— start of TEXT TO READ —

Ubaid Nazir Sofi vs Ut Of J&K & Ors on 10 August, 2023

Author: Sanjay Dhar

Bench: Sanjay Dhar

      IN THE HIGH COURT OF JAMMU & KASHMIR AND
                 LADAKH AT SRINAGAR
                                                Reserved on: 26.07.2023
                                                Pronounced on:10.08.2023

                          WP(Crl.) No.89/2023


UBAID NAZIR SOFI                                ...PETITIONER(S)

             Through: - Ms. Arshie Zuhar, Advocate.
Vs.

UT OF J&K & ORS.                               ...RESPONDENT(S)

             Through: - Mr. Jahangir Ahmad Dar, GA.


CORAM:HON'BLE MR. JUSTICE SANJAY DHAR, JUDGE

                                 JUDGMENT

1) The petitioner, through his father Nazir Ahmad Sofi, has challenged his detention ordered by District Magistrate, Baramulla - respondent No.2 herein, in terms of order No.04/DMB/PSA/2023 dated 07.02.2023. Pursuant to the aforesaid order, the petitioner has been placed under preventive detention with a view to prevent him from acting in any manner prejudicial to the maintenance of the public order.

— end of TEXT TO READ —

_PROBLEMS TO SOLVE_.
1. Rewrite the passage of the detention judgment from "Through: - Mr." to "the public order.", with "Baramulla" changed to "Anantnag".
2. Format the lines of the records from the line with "Where can the grassy" to the line with "point(120, 81)" as a Markdown table with two columns, Row and Line, leaving out blank lines.

— start of PROVIDED ENTRIES —

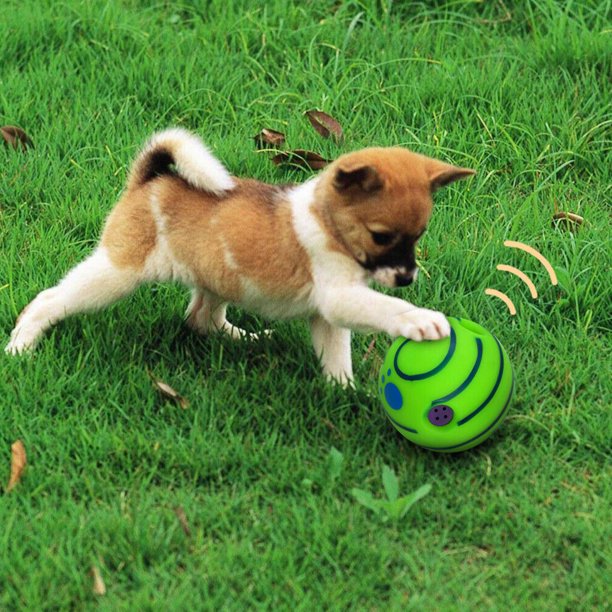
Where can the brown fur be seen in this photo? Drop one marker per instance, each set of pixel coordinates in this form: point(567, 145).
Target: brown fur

— end of PROVIDED ENTRIES —
— start of PROVIDED ENTRIES —

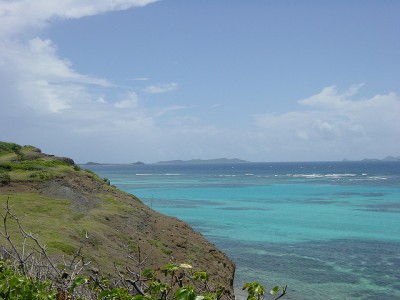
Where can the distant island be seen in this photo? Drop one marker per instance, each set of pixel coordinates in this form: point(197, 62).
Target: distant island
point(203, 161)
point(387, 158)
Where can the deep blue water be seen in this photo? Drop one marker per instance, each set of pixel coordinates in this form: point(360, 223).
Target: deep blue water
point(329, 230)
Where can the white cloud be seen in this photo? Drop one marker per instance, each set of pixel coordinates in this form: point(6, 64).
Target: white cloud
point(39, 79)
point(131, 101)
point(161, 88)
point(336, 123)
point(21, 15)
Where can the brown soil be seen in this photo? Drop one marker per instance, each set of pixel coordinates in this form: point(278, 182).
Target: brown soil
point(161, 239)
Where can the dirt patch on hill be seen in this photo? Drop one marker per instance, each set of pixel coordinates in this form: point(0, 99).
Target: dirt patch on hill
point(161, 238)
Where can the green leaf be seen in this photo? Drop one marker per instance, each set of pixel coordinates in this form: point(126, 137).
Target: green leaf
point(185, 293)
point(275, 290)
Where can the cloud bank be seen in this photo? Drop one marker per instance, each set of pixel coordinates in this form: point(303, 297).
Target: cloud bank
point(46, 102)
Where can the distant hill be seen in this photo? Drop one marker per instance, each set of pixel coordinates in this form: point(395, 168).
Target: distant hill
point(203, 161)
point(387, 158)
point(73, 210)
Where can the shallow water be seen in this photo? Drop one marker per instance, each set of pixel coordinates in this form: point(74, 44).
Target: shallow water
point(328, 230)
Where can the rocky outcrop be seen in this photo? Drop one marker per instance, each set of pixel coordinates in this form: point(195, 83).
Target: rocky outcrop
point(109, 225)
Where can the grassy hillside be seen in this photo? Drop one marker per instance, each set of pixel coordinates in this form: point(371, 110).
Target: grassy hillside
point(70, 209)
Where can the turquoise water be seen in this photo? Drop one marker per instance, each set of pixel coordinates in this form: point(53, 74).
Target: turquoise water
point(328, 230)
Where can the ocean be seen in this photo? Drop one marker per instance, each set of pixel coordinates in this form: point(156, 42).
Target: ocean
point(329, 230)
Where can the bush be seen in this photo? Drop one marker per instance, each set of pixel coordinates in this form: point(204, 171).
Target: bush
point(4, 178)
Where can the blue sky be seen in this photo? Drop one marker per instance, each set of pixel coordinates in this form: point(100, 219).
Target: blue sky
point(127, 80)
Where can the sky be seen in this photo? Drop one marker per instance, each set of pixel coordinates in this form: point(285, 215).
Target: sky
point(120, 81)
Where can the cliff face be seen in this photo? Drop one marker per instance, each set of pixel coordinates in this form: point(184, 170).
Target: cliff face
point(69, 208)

— end of PROVIDED ENTRIES —
— start of PROVIDED ENTRIES —

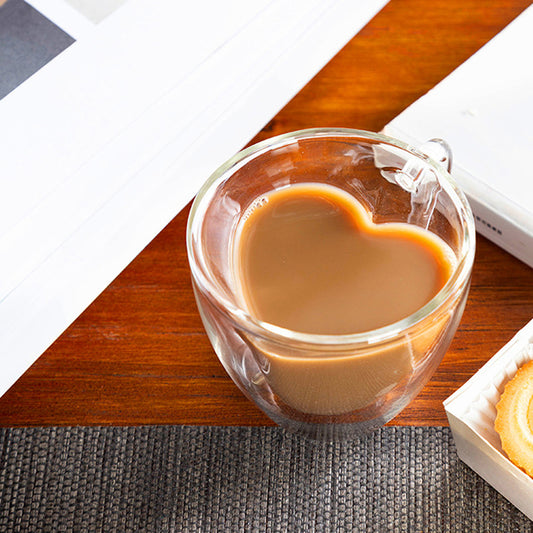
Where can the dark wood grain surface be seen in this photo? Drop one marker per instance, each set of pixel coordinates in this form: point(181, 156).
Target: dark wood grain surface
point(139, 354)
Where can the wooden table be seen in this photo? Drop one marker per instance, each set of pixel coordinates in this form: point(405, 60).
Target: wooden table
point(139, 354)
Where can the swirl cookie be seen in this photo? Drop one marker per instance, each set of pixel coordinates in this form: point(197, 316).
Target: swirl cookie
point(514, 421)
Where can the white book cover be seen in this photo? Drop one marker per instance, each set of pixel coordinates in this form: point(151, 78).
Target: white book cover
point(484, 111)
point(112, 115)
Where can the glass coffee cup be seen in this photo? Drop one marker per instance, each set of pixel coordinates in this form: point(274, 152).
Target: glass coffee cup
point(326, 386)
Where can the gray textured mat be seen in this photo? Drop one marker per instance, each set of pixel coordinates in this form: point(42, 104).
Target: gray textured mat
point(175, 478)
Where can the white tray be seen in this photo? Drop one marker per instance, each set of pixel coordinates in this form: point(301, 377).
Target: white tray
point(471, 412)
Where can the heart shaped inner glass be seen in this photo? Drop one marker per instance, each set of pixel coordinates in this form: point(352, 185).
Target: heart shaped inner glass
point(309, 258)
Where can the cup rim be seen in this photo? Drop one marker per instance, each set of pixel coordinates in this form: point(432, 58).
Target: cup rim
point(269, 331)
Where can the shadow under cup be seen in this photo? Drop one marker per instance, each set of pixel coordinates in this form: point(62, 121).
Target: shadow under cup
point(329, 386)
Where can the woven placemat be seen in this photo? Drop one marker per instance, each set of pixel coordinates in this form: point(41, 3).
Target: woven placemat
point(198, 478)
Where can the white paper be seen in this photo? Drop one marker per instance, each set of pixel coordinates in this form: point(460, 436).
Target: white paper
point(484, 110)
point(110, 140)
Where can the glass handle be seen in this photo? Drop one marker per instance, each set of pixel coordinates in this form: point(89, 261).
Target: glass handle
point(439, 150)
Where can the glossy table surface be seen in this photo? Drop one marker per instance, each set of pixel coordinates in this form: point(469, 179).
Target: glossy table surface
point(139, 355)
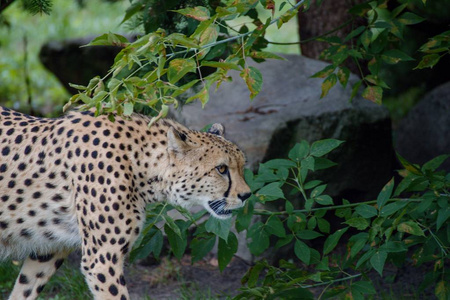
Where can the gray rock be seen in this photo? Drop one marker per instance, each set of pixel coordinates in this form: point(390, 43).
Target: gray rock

— end of PROVIDED ENTRIES —

_SOLVED TASKS_.
1.
Through: - Mr. Jahangir Ahmad Dar, GA.


CORAM:HON'BLE MR. JUSTICE SANJAY DHAR, JUDGE

                                 JUDGMENT

1) The petitioner, through his father Nazir Ahmad Sofi, has challenged his detention ordered by District Magistrate, Anantnag - respondent No.2 herein, in terms of order No.04/DMB/PSA/2023 dated 07.02.2023. Pursuant to the aforesaid order, the petitioner has been placed under preventive detention with a view to prevent him from acting in any manner prejudicial to the maintenance of the public order.

2.
| Row | Line |
|---|---|
| 1 | Where can the grassy hillside be seen in this photo? Drop one marker per instance, each set of pixel coordinates in this form: point(371, 110). |
| 2 | Target: grassy hillside |
| 3 | point(70, 209) |
| 4 | Where can the turquoise water be seen in this photo? Drop one marker per instance, each set of pixel coordinates in this form: point(53, 74). |
| 5 | Target: turquoise water |
| 6 | point(328, 230) |
| 7 | Where can the ocean be seen in this photo? Drop one marker per instance, each set of pixel coordinates in this form: point(156, 42). |
| 8 | Target: ocean |
| 9 | point(329, 230) |
| 10 | Where can the bush be seen in this photo? Drop one marker per instance, each set of pixel coordinates in this form: point(204, 171). |
| 11 | Target: bush |
| 12 | point(4, 178) |
| 13 | Where can the blue sky be seen in this photo? Drop one marker per instance, each set of pixel coordinates in this form: point(100, 219). |
| 14 | Target: blue sky |
| 15 | point(127, 80) |
| 16 | Where can the sky be seen in this photo? Drop one marker per instance, each set of pixel coordinates in this form: point(285, 215). |
| 17 | Target: sky |
| 18 | point(120, 81) |